Each line below should be reproduced without any alteration.

(Stored data entries)
====
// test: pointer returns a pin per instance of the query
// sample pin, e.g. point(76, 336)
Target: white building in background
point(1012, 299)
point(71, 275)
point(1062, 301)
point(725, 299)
====
## Output of the exercise
// test: pointer returns a pin per instance of the query
// sample pin, e.g. point(76, 336)
Target: white building in background
point(1012, 299)
point(71, 275)
point(1062, 301)
point(725, 299)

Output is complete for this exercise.